Make a verbatim copy of the entries below; pictures stay out.
########
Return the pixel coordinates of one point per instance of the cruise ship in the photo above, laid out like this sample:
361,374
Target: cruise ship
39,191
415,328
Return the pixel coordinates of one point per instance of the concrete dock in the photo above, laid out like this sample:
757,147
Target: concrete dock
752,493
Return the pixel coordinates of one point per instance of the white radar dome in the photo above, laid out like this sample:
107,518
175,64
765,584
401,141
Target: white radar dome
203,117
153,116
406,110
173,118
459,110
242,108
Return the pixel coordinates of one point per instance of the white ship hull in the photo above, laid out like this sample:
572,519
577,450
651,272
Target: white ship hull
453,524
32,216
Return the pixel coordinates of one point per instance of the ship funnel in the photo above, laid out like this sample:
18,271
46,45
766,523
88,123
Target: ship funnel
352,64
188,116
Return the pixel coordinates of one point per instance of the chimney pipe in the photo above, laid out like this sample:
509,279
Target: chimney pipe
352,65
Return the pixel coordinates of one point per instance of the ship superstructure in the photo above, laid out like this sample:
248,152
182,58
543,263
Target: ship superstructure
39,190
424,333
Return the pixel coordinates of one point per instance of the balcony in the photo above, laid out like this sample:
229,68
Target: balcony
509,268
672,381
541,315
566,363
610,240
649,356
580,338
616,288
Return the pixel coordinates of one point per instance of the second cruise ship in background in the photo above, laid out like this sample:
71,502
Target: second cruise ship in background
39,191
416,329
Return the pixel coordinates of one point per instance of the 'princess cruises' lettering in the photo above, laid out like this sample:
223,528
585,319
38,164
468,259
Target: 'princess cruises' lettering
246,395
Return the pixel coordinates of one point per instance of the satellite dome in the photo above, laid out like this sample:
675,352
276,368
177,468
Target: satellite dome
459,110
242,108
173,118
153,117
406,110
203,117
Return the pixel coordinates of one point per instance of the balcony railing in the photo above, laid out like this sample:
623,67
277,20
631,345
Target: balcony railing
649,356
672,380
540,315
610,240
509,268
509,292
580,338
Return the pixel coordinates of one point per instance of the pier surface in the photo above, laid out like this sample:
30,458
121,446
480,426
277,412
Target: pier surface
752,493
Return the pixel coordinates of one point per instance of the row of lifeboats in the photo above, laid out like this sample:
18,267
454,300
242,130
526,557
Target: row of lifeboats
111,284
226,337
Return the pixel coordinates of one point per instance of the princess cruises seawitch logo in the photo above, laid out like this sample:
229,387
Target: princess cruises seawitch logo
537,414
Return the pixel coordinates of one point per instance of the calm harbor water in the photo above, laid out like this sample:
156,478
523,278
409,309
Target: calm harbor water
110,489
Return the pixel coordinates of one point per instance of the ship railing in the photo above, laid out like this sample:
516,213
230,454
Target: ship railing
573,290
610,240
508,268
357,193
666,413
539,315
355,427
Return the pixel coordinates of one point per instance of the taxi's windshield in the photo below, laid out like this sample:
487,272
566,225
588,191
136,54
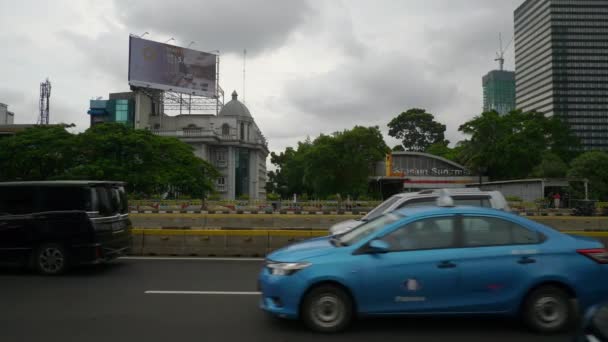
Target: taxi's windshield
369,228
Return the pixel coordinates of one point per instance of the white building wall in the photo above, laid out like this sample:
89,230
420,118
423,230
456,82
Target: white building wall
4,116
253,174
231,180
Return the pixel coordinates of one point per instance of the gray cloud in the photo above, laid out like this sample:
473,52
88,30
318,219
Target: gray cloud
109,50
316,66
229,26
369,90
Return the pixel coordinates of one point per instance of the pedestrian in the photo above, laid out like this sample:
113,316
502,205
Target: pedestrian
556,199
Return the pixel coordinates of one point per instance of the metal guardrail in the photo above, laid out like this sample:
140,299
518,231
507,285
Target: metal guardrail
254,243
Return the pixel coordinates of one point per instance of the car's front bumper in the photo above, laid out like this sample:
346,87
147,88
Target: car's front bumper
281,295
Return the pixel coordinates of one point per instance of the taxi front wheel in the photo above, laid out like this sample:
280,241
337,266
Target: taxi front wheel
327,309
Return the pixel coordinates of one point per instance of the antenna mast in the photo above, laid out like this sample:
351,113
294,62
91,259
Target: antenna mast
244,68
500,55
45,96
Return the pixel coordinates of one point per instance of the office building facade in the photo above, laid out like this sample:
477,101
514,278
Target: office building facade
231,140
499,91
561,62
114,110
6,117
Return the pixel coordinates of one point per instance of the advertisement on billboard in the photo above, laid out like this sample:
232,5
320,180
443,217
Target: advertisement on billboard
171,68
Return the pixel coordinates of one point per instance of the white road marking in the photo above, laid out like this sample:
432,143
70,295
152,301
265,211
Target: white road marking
########
» **FINAL ANSWER**:
Return the pixel coordinates of one point per instance of the cruise ship in the photo above, laid out like this sample:
361,374
Target: cruise ship
39,191
415,328
Return the pixel coordinates of one point per instance of the concrete dock in the photo above, laid out like this sample:
757,147
Target: concrete dock
752,493
Return the pixel coordinates of one point per instance of the white radar dome in the photo above, laid out like this sample:
107,518
175,64
765,584
401,141
Target: white radar dome
203,117
153,116
406,110
173,118
459,110
242,108
Return the pixel coordinates of one point per instance of the white ship hull in the photo above, laid out like this sample:
572,519
577,450
651,272
Target: white ship hull
453,524
32,216
Return the pixel coordinates of one point per instance of the ship funnel in the photo above, laid out like this sample:
18,271
46,45
766,523
88,123
Target: ship funnel
352,64
188,116
Return the pixel coordinates of one point per instance of the chimney pipe in the photo above, laid out like this sample:
509,279
Target: chimney pipe
352,65
Return the pixel coordinates of one point per instance of the ship superstructure in the photo above, laid out like this sample:
248,152
182,58
543,263
Target: ship superstructure
39,190
424,333
Return the pixel coordinates of one point per instance of the balcony in the photo above, laid out like this sample:
229,68
Target: balcony
509,268
672,381
541,315
566,363
610,240
649,356
580,338
616,288
Return the pixel coordinates of one point per instance of the second cruise ship in background in the photo above, laid out like this sample:
71,502
Target: second cruise ship in background
39,191
416,329
Return the pixel coordinates of one point per instance of the 'princess cruises' lettering in the photo above, laid out like this sample:
223,528
585,319
38,164
468,259
Target: 'princess cruises' lettering
246,395
Return the pixel coordinates of one point per instance of the satellite dome in the photo above, laid out like this sample:
675,352
276,368
177,468
Target: satellite dome
459,110
242,108
173,118
153,117
406,110
203,117
Return the pixel coordinates of one point per instance of the balcony railing in the photo above, laid out like this sample:
623,67
277,20
631,345
Target: balcony railing
649,356
672,380
540,315
610,240
509,268
509,292
580,338
Return the pixel coordinates of one point per instance of the pier surface in the photo above, laid out like this sample:
30,458
121,446
480,426
277,412
Target: pier surface
752,493
Return the pixel coordinates of one point per instance of the row of lifeboats in the photo above, laid out like this sample:
18,267
454,300
242,130
526,557
Target: row of lifeboats
111,284
226,337
Return the pixel coordinates of one point per instance of the princess cruises seawitch logo in the photo above, laid out like this sample:
229,387
Target: princess cruises seawitch logo
537,414
Return the pixel coordinates of one point per instance of the calm harbor water in the photo above, laid out like this sample:
156,478
523,278
409,309
Target: calm harbor water
110,489
Return the pixel coordinates of one point per instance of the ship railing in the photo above, laid out like this sample:
516,213
230,454
Target: ship railing
573,290
610,240
508,268
357,193
666,413
539,315
355,427
Return the pixel coordinates of one point per instance of the taxi's windshield in the photo below, laid out like this sample:
487,272
566,225
588,191
136,54
Target: taxi's windshield
369,228
Return the pixel coordinates of one point per instance of the white building wall in the photo above, laid out like this sample:
89,230
420,118
423,230
456,82
Target: white building wall
4,116
253,174
231,180
Return the pixel coordinates of one point per instance of the gray cloud in the photo above, laid out like this sample:
473,52
88,30
318,219
Target: gray cloud
109,50
316,66
229,26
369,90
Return the pixel coordinates of one point per instance of the pedestrian in the photo above, laid out like this sample:
113,316
502,205
Target: pedestrian
556,199
Return the pixel coordinates of one point per instance of the metal guardrail in the photo above, laid out like this sample:
140,299
518,231
507,285
Target: metal guardrail
254,243
Return the pixel coordinates of one point per instance of the car's front bumper in the photo above, laid out like this sample:
346,87
147,88
Target: car's front bumper
281,295
Return the pixel coordinates of one point per instance of the taxi front wheel in the photo above, laid out like this sample:
280,241
337,266
Target: taxi front wheel
327,309
Return the pixel coordinates of one point per instance of the antenna mast in the photo above, laid out like this sample:
351,113
294,62
91,259
Target: antenna mast
244,68
500,55
45,96
Return the pixel coordinates of one point per instance of the office building facade in the photo above, laid out like this sample:
477,101
514,278
Target: office building facade
231,140
499,91
561,62
114,110
6,117
Return the pixel coordinates of one point per instance of the advertisement on billboard in the photo above, laid out like this sample:
232,5
320,180
443,217
Target: advertisement on billboard
171,68
Return the pixel coordinates of one point per instance of the white road marking in the photo above, laid out like this sample:
432,143
70,295
152,301
265,211
Target: white road marking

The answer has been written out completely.